What you will do
Copy out every one of the lines below, character for character, changing nothing.

(Data provided begins)

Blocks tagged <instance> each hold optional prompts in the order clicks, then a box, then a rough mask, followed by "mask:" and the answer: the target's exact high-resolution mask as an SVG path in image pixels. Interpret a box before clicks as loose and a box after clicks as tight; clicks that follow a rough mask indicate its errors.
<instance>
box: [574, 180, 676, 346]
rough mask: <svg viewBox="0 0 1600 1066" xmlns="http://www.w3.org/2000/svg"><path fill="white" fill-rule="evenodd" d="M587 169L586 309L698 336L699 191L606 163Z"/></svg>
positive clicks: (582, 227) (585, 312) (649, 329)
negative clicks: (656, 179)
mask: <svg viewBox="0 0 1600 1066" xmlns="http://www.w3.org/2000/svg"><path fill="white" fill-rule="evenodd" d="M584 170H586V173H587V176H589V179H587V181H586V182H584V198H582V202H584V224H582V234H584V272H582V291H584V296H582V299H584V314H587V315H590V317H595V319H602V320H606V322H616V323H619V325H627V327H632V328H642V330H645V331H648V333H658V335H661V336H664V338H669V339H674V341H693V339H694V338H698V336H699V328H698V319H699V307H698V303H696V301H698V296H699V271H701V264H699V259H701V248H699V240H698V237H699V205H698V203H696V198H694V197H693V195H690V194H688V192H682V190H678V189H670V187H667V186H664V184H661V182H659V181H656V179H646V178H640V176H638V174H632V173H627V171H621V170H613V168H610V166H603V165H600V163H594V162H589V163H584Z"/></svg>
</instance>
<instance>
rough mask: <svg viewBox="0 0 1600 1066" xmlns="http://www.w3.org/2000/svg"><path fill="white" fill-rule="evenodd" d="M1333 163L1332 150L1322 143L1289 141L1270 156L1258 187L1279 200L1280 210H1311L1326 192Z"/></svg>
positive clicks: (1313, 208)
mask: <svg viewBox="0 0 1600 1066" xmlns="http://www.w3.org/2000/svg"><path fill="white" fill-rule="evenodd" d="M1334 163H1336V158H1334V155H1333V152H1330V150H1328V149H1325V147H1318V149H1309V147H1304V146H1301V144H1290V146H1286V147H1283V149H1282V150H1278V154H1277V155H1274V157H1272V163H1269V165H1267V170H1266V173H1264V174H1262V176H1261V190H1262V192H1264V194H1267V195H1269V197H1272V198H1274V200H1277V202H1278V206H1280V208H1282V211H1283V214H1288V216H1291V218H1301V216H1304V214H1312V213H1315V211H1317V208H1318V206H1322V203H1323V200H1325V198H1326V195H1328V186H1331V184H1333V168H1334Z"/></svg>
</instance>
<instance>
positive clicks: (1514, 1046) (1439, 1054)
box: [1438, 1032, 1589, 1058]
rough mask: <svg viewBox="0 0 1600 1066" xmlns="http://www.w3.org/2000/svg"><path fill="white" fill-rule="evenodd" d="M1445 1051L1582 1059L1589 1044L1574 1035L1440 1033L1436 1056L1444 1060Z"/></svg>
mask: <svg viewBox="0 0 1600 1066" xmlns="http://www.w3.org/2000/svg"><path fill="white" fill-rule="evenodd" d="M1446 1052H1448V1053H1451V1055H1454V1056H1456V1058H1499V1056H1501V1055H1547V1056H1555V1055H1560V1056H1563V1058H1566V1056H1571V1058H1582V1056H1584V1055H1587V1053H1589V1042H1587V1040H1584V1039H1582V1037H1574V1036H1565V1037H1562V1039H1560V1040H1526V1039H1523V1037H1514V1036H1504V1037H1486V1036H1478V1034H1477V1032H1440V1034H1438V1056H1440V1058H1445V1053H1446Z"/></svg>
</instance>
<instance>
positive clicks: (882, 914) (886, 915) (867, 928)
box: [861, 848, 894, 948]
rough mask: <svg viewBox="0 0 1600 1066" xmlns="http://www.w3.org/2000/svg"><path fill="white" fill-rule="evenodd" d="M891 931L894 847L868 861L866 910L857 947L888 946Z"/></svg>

(Data provided ends)

Expected output
Blocks tagged <instance> each hold optional prompts in the order clicks, then a box, then a rough mask, followed by "mask:" and the answer: the target's exact high-resolution mask as an SVG path in image pixels. Interpret a box before clicks as loose and a box after clicks as tight; clicks that follow a rough mask indicate its errors.
<instance>
box: [574, 180, 676, 346]
rough mask: <svg viewBox="0 0 1600 1066" xmlns="http://www.w3.org/2000/svg"><path fill="white" fill-rule="evenodd" d="M587 169L586 309L698 336L699 191L606 163Z"/></svg>
positive clicks: (582, 227) (585, 312) (649, 329)
negative clicks: (656, 179)
mask: <svg viewBox="0 0 1600 1066" xmlns="http://www.w3.org/2000/svg"><path fill="white" fill-rule="evenodd" d="M584 170H586V173H587V176H589V179H587V181H586V182H584V198H582V202H584V224H582V234H584V272H582V291H584V296H582V299H584V314H587V315H590V317H595V319H602V320H606V322H616V323H619V325H627V327H632V328H642V330H645V331H648V333H658V335H661V336H664V338H669V339H674V341H693V339H694V338H698V336H699V328H698V319H699V307H698V303H696V301H698V296H699V271H701V264H699V259H701V248H699V240H698V237H699V205H698V203H696V198H694V197H693V195H690V194H688V192H682V190H678V189H670V187H667V186H664V184H661V182H659V181H656V179H646V178H640V176H638V174H632V173H627V171H621V170H613V168H610V166H603V165H600V163H594V162H589V163H584Z"/></svg>
</instance>
<instance>
rough mask: <svg viewBox="0 0 1600 1066" xmlns="http://www.w3.org/2000/svg"><path fill="white" fill-rule="evenodd" d="M1333 163L1332 150L1322 143L1289 141L1270 156L1258 187L1279 200L1280 210H1311L1326 192Z"/></svg>
positive clicks: (1313, 208)
mask: <svg viewBox="0 0 1600 1066" xmlns="http://www.w3.org/2000/svg"><path fill="white" fill-rule="evenodd" d="M1334 163H1336V158H1334V155H1333V152H1330V150H1328V149H1325V147H1318V149H1309V147H1304V146H1301V144H1290V146H1286V147H1283V149H1282V150H1278V154H1277V155H1274V157H1272V163H1269V165H1267V170H1266V173H1264V174H1262V176H1261V190H1262V192H1264V194H1267V195H1269V197H1272V198H1274V200H1277V202H1278V206H1280V208H1282V211H1283V214H1288V216H1291V218H1301V216H1304V214H1312V213H1315V211H1317V208H1318V206H1322V203H1323V200H1325V198H1326V195H1328V186H1331V184H1333V168H1334Z"/></svg>
</instance>
<instance>
positive clicks: (1514, 1046) (1439, 1054)
box: [1438, 1032, 1589, 1058]
rough mask: <svg viewBox="0 0 1600 1066" xmlns="http://www.w3.org/2000/svg"><path fill="white" fill-rule="evenodd" d="M1445 1051L1582 1059L1589 1044L1574 1035L1440 1033L1436 1056L1444 1060Z"/></svg>
mask: <svg viewBox="0 0 1600 1066" xmlns="http://www.w3.org/2000/svg"><path fill="white" fill-rule="evenodd" d="M1446 1052H1448V1053H1451V1055H1454V1056H1456V1058H1499V1056H1501V1055H1547V1056H1555V1055H1560V1056H1563V1058H1566V1056H1571V1058H1582V1056H1584V1055H1587V1053H1589V1042H1587V1040H1584V1039H1582V1037H1574V1036H1565V1037H1562V1039H1560V1040H1526V1039H1523V1037H1514V1036H1504V1037H1486V1036H1478V1034H1477V1032H1440V1034H1438V1056H1440V1058H1445V1053H1446Z"/></svg>
</instance>
<instance>
positive clicks: (882, 914) (886, 915) (867, 928)
box: [861, 848, 894, 948]
rough mask: <svg viewBox="0 0 1600 1066" xmlns="http://www.w3.org/2000/svg"><path fill="white" fill-rule="evenodd" d="M891 931L894 847L868 861L866 910L857 947L888 946Z"/></svg>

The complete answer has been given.